AVAILABLE DATA ->
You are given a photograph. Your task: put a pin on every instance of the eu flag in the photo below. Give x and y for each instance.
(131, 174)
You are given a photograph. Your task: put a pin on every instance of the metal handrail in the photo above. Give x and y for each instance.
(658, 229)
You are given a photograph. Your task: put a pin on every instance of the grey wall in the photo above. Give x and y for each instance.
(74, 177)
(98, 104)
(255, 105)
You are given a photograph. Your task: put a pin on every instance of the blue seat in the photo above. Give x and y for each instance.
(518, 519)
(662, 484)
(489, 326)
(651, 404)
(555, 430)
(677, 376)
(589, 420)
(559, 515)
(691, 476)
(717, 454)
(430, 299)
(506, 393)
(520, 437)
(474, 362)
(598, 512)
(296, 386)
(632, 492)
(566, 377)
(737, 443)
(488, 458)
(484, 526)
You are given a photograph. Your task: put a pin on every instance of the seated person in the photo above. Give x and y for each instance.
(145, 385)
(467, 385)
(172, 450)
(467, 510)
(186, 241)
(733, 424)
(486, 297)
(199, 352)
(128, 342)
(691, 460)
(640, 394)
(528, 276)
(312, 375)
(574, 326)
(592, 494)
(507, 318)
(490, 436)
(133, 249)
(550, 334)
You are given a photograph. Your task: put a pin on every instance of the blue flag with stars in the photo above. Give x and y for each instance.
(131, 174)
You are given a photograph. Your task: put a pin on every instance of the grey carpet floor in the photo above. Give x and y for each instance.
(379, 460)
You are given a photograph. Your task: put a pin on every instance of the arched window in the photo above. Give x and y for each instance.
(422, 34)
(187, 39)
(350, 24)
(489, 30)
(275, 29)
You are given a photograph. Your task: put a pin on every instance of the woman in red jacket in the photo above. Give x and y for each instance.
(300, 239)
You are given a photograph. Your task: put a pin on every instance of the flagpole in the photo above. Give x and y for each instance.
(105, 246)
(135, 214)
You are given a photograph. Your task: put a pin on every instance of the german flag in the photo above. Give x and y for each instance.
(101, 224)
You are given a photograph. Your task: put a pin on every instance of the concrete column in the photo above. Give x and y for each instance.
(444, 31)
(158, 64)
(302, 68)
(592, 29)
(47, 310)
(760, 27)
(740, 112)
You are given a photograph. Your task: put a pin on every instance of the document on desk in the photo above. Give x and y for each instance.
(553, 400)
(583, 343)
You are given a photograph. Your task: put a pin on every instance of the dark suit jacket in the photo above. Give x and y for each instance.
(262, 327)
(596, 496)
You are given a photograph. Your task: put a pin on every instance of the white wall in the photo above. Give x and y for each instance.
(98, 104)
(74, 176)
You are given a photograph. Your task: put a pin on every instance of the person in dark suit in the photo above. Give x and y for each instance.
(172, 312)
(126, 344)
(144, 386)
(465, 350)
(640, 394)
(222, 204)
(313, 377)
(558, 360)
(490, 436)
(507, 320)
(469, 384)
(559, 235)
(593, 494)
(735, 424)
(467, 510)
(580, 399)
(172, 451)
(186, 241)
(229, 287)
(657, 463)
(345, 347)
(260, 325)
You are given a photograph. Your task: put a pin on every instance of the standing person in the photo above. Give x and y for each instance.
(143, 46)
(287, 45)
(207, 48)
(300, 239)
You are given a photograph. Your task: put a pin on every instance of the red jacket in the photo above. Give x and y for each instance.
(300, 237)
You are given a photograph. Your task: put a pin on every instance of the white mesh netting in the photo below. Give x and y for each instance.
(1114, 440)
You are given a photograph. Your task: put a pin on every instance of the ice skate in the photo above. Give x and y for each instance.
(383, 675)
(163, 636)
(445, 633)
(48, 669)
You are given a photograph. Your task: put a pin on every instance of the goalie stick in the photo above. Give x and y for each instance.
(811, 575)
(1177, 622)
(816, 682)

ASSIGNMENT ->
Set all the data down again, exactly as it reads above.

RESULT FOR THIS EXERCISE ->
You are given a photograph. Your task: put a pin on every instance of the eu flag in the photo below. Give x and y for each instance.
(131, 174)
You are given a photograph. Your task: put a pin on every instance of the metal handrail in the photo above. Give x and y for each instance.
(658, 229)
You are given a photograph. Your task: put a pin on every instance of the grey wall in the photo above. Give x and y for each instance.
(74, 177)
(98, 104)
(255, 105)
You are given a photograph. Your task: put a pin on every instance of the blue seat in the photo above. Give x and y for each instance.
(518, 519)
(662, 484)
(489, 326)
(651, 404)
(555, 430)
(677, 376)
(589, 420)
(559, 515)
(691, 476)
(717, 454)
(430, 299)
(506, 393)
(520, 437)
(474, 362)
(598, 512)
(296, 386)
(632, 492)
(566, 377)
(737, 443)
(488, 458)
(484, 526)
You are given a photograph. Your task: put a pin on every instance of the seated person in the photo above. Give x and y for each instance.
(145, 385)
(467, 385)
(172, 450)
(467, 510)
(186, 241)
(733, 424)
(486, 297)
(199, 352)
(128, 342)
(691, 460)
(640, 394)
(528, 276)
(312, 375)
(574, 326)
(592, 494)
(507, 318)
(490, 436)
(133, 249)
(550, 334)
You are given a photograph. Your task: put a pin on every instance of the blue flag with stars in the photo above. Give x and y for each instance.
(131, 174)
You are given a photograph. Your task: put a pin on every instance of the grey carpet floor in the photo above. Give x and y for each instance.
(379, 460)
You are given a photograph. Your task: put a pin on every instance of the arched window in the photo above. Give x and y for each instance.
(422, 34)
(187, 39)
(350, 24)
(489, 30)
(275, 29)
You are given a photograph. Your task: put a pin on every instance of the woman in red jacket in the photo above. Give x and y for each instance.
(300, 239)
You are given a photograph. Your task: put a pin on every instance of the flagpole in the photo above. Give x and y for each instance.
(105, 246)
(135, 214)
You are given a photograph. Your task: put a pin on every instance of the german flag in the photo above. Give x and y for each instance.
(101, 224)
You are given a photograph. Your task: put a pin on every instance of the concrete column in the photo above. Give x and y for each instance.
(444, 31)
(158, 64)
(302, 68)
(592, 29)
(47, 310)
(760, 27)
(740, 112)
You are given a photograph. Your task: put a pin on every instance of the document on desk in the photo above. Give x and y for each instance.
(553, 400)
(583, 343)
You are given a photograph. Your task: put a pin on every instance of the dark suit jacket in the photo above. Give x and y for each instance.
(262, 327)
(596, 496)
You are given a photograph. Your task: put a pin on every instance of the white wall in the photo above. Give x and y for each instance.
(98, 104)
(74, 176)
You are given a photograph. Your task: put a pin on every instance of the person in dark suit in the photo above. Give x and y for each instance.
(172, 312)
(126, 344)
(144, 386)
(465, 350)
(640, 394)
(222, 204)
(313, 377)
(558, 360)
(490, 436)
(507, 320)
(469, 384)
(559, 235)
(593, 494)
(735, 424)
(467, 510)
(580, 399)
(172, 451)
(186, 241)
(229, 287)
(657, 463)
(345, 347)
(260, 325)
You are given a photograph. Your task: put a pin on every instance of the standing person in the photo above. Give x and y for each instance.
(143, 46)
(287, 45)
(207, 48)
(300, 239)
You are given a photograph. Your task: put a pin on every instance of the red jacket in the photo above. Give x and y for each instance.
(300, 237)
You are given a photograph. Your task: put a pin on every instance of the white mesh netting in the photo below. Give x and y for each instance.
(1114, 440)
You are given a photograph. Your task: put a pin on every instance of the ice skate in the photo above. Give x and y for each instance.
(383, 675)
(163, 636)
(445, 633)
(48, 669)
You are given a photograph. Your task: put a pin on every instance of the goalie stick in the photo above. Give x and y for each instance.
(811, 575)
(1177, 622)
(816, 682)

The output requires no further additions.